> [EXERCISE PROMPT] Count the lines of the entries below that contain the string "picture". Reply with the number only.

> [ENTRIES PROVIDED]
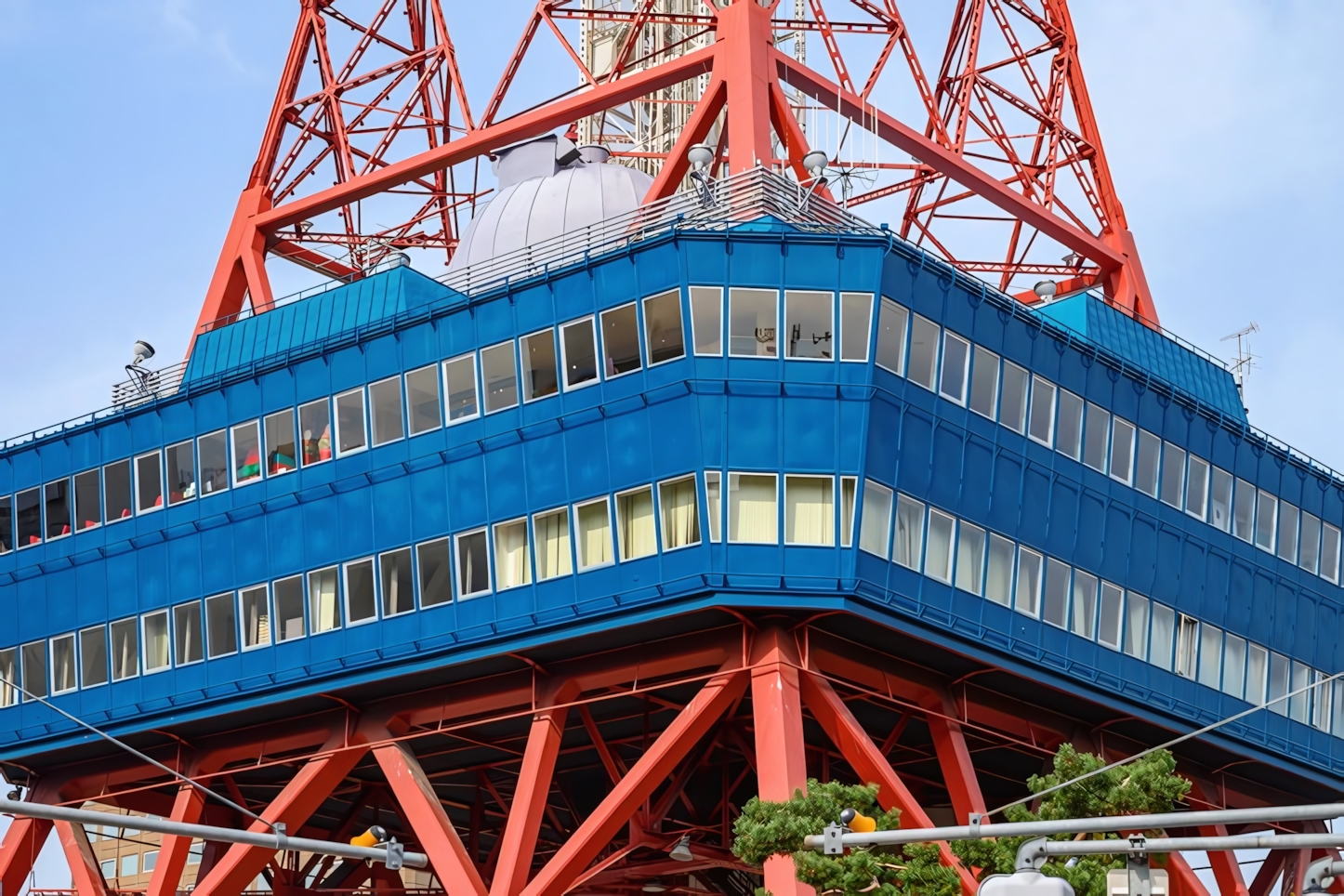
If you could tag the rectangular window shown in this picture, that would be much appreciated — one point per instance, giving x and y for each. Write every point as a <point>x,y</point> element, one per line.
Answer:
<point>246,453</point>
<point>891,336</point>
<point>397,581</point>
<point>1123,450</point>
<point>361,600</point>
<point>289,609</point>
<point>281,449</point>
<point>1085,605</point>
<point>810,509</point>
<point>924,352</point>
<point>578,353</point>
<point>220,626</point>
<point>1042,411</point>
<point>538,353</point>
<point>876,527</point>
<point>753,509</point>
<point>909,533</point>
<point>473,563</point>
<point>512,561</point>
<point>125,649</point>
<point>970,558</point>
<point>1012,403</point>
<point>855,325</point>
<point>436,575</point>
<point>499,374</point>
<point>422,409</point>
<point>680,512</point>
<point>593,525</point>
<point>460,387</point>
<point>187,633</point>
<point>955,367</point>
<point>93,658</point>
<point>663,334</point>
<point>621,340</point>
<point>385,410</point>
<point>551,533</point>
<point>707,320</point>
<point>323,600</point>
<point>57,498</point>
<point>255,610</point>
<point>315,426</point>
<point>1069,440</point>
<point>939,546</point>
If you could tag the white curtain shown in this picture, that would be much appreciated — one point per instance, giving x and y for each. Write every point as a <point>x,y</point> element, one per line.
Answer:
<point>680,513</point>
<point>810,515</point>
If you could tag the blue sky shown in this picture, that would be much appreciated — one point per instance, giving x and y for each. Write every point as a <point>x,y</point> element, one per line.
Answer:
<point>130,126</point>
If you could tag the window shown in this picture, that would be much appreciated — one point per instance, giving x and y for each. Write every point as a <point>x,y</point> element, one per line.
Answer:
<point>1069,440</point>
<point>1174,476</point>
<point>753,510</point>
<point>398,582</point>
<point>578,353</point>
<point>714,503</point>
<point>289,609</point>
<point>538,353</point>
<point>810,509</point>
<point>924,352</point>
<point>939,546</point>
<point>323,602</point>
<point>984,383</point>
<point>385,406</point>
<point>680,509</point>
<point>512,564</point>
<point>422,409</point>
<point>855,325</point>
<point>125,649</point>
<point>255,610</point>
<point>1012,404</point>
<point>186,630</point>
<point>593,524</point>
<point>57,497</point>
<point>315,426</point>
<point>460,387</point>
<point>909,533</point>
<point>63,664</point>
<point>499,374</point>
<point>1085,605</point>
<point>955,365</point>
<point>876,527</point>
<point>473,564</point>
<point>707,320</point>
<point>436,573</point>
<point>220,626</point>
<point>999,571</point>
<point>93,658</point>
<point>361,600</point>
<point>1123,450</point>
<point>620,340</point>
<point>1196,488</point>
<point>246,453</point>
<point>1054,607</point>
<point>1266,513</point>
<point>891,336</point>
<point>349,422</point>
<point>155,637</point>
<point>281,452</point>
<point>663,332</point>
<point>551,533</point>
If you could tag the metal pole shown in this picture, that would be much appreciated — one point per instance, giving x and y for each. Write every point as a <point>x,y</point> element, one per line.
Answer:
<point>391,854</point>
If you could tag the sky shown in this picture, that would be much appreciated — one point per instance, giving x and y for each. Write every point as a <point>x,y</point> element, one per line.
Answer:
<point>129,129</point>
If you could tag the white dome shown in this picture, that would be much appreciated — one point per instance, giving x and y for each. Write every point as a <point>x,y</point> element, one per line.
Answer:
<point>530,210</point>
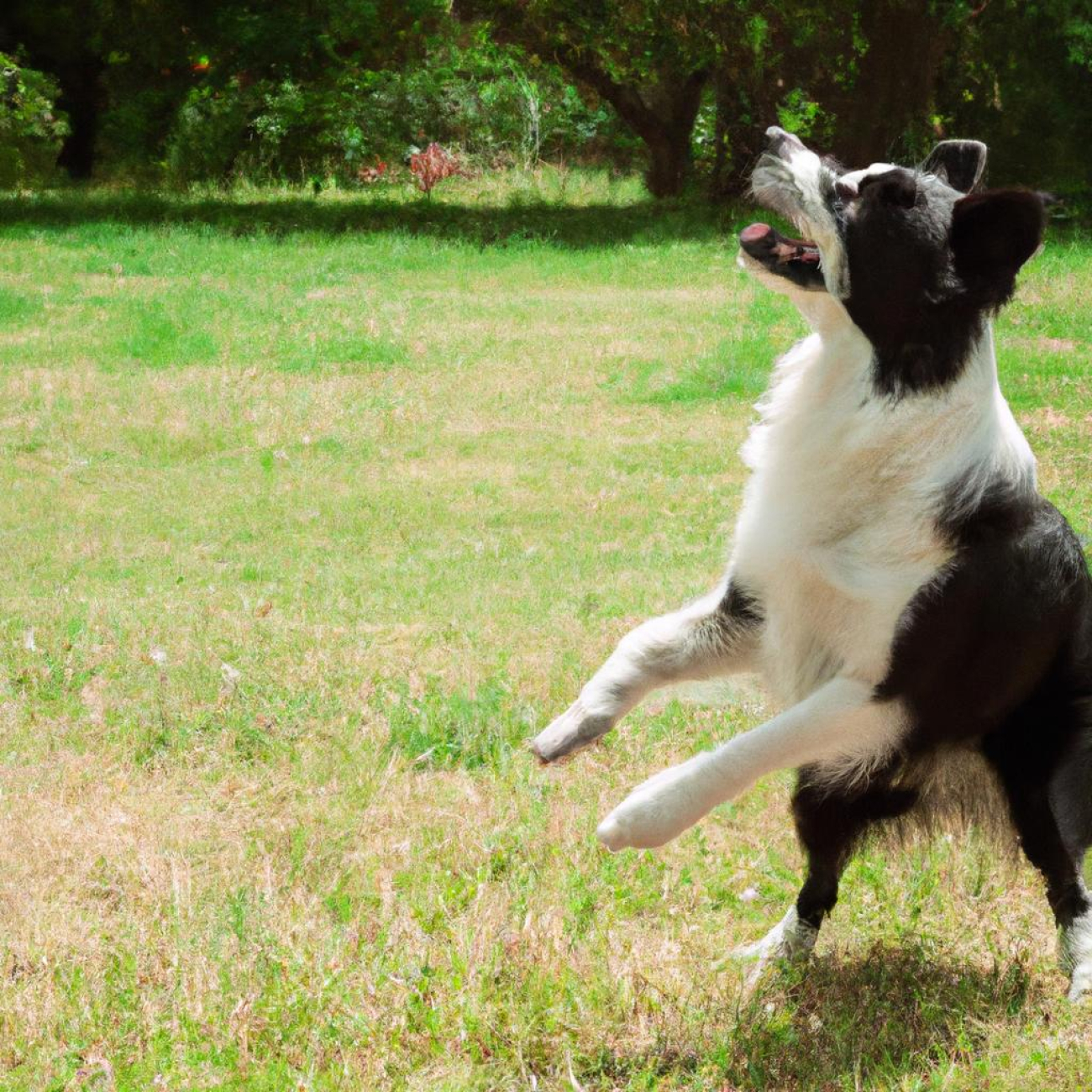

> [WRITTEN REPLY] 7